More Acclaim for These Creatures of a Day

It’s a magical feeling to have some of your absolute favorite writers blurb your work! Please click on the links on their names and check out their books. You’ll be glad you did.


“Marc Beaudin brings a practice of acute attention to our world, fueled by a poet’s diet of strong coffee, classic jazz, last call, wild huckleberries, and dreams of potato soup. The best poems in These Creatures of a Day vault over the “fear-white fence” of modern America and help us do what needs doing: wake up.”
Joseph Bednarik, editor of Jim Harrison: Complete Poems

“Marc Beaudin’s new book brought tears in two poems flat. It happened when an evocation of the Yellowstone River immersed me in so much beauty even as the light failed and wind turned frigid that, when the poet found a heart-shaped stone, opened his coat and shirt, and held the stone to his bare chest as he vowed to spend what life he has left breathing in time to his home river’s stones, I found myself on my home river doing the same. But Beaudin doesn’t summon the same emotions twice in succession. His signature move is to create narrative pull via total unpredictability, following hilarity with nature’s or culture’s rape, or deeply grounded knowledge with the blithely surreal, or laugh-out-loud stanzas with heart crushers that blindside at the same time they mesmerize. In defiance of the darkness of our time, These Creatures of a Day left me feeling that a shock of hope could smite me from any direction around life’s next blind corner.”
David James Duncan, author of The River Why, The Brothers K, and Sun House

“Relationships with all things illuminate These Creatures of a Day. Sit with this book a while. Beaudin is the rare poet, a peculiar visionary, who can extract both humility and hilarity from the everyday. In this wonder collection, he casts out a lifeline to the world.”

################

→ **GOALS**
A: In the praise for These Creatures of a Day, rewrite the paragraph beginning "Marc Beaudin’s new book brought tears" more briefly, keeping its main facts.
B: Carry on the praise for These Creatures of a Day from the point where it stops.

################

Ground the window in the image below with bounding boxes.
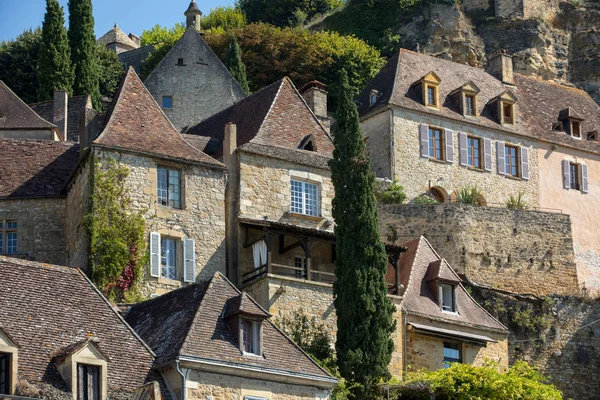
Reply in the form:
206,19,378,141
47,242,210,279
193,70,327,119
161,96,173,108
157,167,181,208
467,136,481,168
465,94,475,115
439,283,456,312
291,180,319,217
429,127,444,160
569,163,581,190
160,237,178,279
77,364,102,400
0,221,19,254
0,353,12,394
444,343,461,368
504,145,519,176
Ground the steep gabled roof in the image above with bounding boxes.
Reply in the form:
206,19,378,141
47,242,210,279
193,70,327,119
126,272,331,379
92,67,225,168
0,256,154,395
399,236,508,333
0,139,79,197
0,80,58,131
186,78,333,158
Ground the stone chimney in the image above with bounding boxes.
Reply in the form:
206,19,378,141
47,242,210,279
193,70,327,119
52,90,69,141
183,0,202,32
223,122,237,167
488,50,514,85
300,81,331,130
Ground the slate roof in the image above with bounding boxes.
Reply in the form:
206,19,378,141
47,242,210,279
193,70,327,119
0,80,58,131
186,78,333,159
29,95,98,142
0,139,79,198
399,236,508,334
97,23,140,49
356,49,600,153
0,256,154,394
92,68,225,168
126,272,331,379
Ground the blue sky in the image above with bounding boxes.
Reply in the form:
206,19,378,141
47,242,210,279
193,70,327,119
0,0,234,41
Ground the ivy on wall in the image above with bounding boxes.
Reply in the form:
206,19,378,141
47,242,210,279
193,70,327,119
84,158,149,303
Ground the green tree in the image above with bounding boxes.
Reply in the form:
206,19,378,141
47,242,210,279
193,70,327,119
329,71,396,399
0,28,42,103
225,36,250,94
37,0,73,101
69,0,102,109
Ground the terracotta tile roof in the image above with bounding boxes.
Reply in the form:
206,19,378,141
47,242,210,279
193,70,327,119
92,68,225,168
126,273,331,378
29,94,98,142
0,80,58,130
186,78,333,159
399,236,508,334
0,139,79,197
0,256,154,394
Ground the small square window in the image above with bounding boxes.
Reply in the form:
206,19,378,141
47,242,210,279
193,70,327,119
161,96,173,108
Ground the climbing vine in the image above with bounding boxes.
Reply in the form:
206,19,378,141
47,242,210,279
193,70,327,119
84,158,148,302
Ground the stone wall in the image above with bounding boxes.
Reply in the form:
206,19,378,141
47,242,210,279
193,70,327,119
0,198,67,265
379,203,578,295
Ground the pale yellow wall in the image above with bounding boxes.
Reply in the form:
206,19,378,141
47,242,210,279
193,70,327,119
538,139,600,291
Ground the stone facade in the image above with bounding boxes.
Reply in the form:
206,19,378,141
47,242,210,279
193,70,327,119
0,198,68,265
144,27,246,131
379,204,579,295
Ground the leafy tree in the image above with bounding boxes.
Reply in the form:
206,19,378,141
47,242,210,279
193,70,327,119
238,0,343,26
329,71,396,399
225,36,250,93
37,0,73,101
0,28,42,103
69,0,102,109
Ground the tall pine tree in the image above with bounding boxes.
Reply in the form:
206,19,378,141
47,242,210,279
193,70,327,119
330,71,396,399
37,0,73,101
225,36,250,94
69,0,101,108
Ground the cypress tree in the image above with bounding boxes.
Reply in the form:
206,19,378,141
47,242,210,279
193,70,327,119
37,0,73,101
69,0,101,108
330,70,396,399
225,36,250,94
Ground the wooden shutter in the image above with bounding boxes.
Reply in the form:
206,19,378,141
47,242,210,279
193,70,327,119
483,139,492,171
150,232,160,278
183,239,196,282
521,147,529,179
563,160,571,190
581,164,588,193
419,124,429,158
496,142,506,175
458,132,469,166
444,129,454,162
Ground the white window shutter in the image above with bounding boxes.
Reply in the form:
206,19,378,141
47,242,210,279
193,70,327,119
444,129,454,163
150,232,160,278
562,160,571,190
521,147,529,179
458,132,469,167
483,139,492,171
419,124,429,158
581,164,588,193
496,142,506,175
183,239,196,282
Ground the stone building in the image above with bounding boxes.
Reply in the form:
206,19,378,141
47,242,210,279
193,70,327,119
144,1,246,132
0,256,160,400
358,50,600,293
125,272,337,400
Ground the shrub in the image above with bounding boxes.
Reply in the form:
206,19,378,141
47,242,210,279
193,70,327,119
378,182,406,204
455,185,485,206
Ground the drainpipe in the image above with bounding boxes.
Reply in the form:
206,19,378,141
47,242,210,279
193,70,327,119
175,358,187,400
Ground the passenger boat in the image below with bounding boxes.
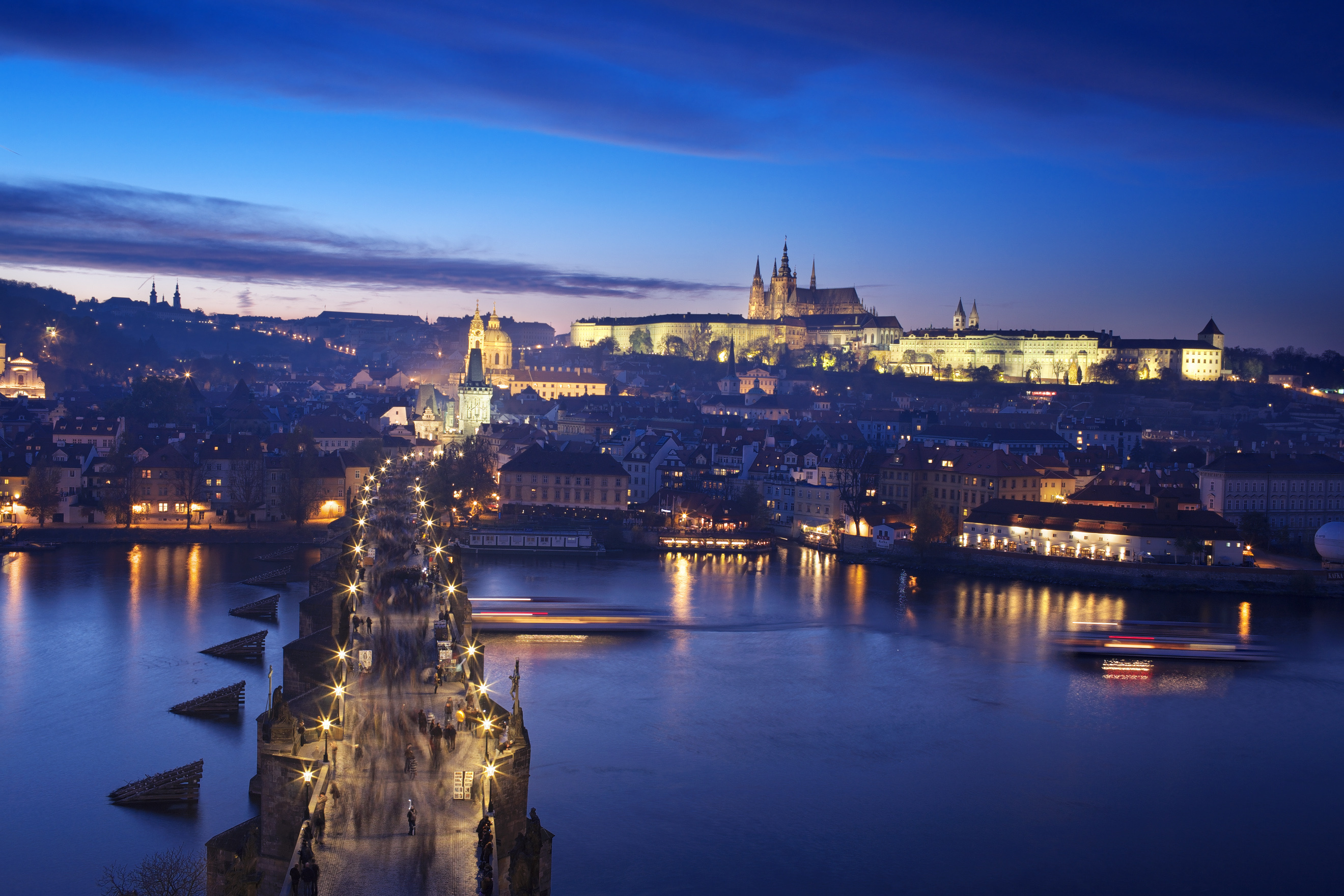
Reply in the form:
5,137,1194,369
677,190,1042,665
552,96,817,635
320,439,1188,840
470,598,670,631
0,541,61,553
1054,621,1278,661
659,532,774,553
457,526,606,556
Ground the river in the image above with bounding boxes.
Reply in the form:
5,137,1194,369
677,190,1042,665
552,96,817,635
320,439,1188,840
0,545,1344,896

################

→ **OUTPUTS**
A: Marc Beaudin’s new book brought tears within two poems. In one, set on the Yellowstone River as the light failed and the wind turned frigid, the poet found a heart-shaped stone, held it to his bare chest and vowed to breathe in time to his home river’s stones. The reader did the same on a home river. Beaudin never summons the same emotion twice in a row. His signature move is to create narrative pull through total unpredictability: hilarity followed by the ravaging of nature or culture, grounded knowledge by the blithely surreal, laugh-out-loud stanzas by heart crushers. In defiance of dark times, the book left a sense that hope could strike from any direction.

B:
Debra Magpie Earling, author of Perma Red and The Lost Journals of Sacajewea

“Beaudin is a poet existing on the knife-edge of the sacred and the profane. These poems rise up out of the natural world, the wings and the sky and the brittle trees. Beaudin’s eye takes it all in, honors this world as it is, while at the same time his soul transforms it. And in that transformation he consistently finds, and offers up, a type of joy.”
Nick Flynn, author of Low: Poems, This Is the Night Our House Will Catch Fire and Another Bullshit Night in Suck City

These Creatures of a Day is a talisman against the mundane. It is a spell book for enchanting wild people, places, and beings with understanding, attention, reverence. These poems stick in the heart the way a laugh escapes the throat—energetically. Marc Beaudin’s work is as brilliant as it is important. He is one of our finest nature poets, and his writing—pure, authentic, and timely—is a call to humanity, a nod to ancestors, and a pure joy to read. Add this collection to your bedstand, your bookcase, and your backpack. Carry Beaudin along with you as a nostrum, a paper folded bird of hope for a planet seeking these songs.”
CMarie Fuhrman, author of Camped Beneath the Dam: Poems, and co-editor of Cascadia Field Guide: Art, Ecology, and Poetry and Native Voices: Indigenous Poetry, Craft, and Conversations

“In his poem ‘Depot Ghazal,’ Marc Beaudin writes, ‘If I hold this pen long enough, stare continually / out this window, eventually something’s got to give.’ Between the covers of this lyrical collection, we’ve got the proof of a hard-won exploration, the footprints of a guy who’s been to the edge and made it back more or less in one piece, the precise, closely observed reflections of a human heart, as Faulkner said, in conflict with itself. As far as I’m concerned, the more people who read this one, the better.”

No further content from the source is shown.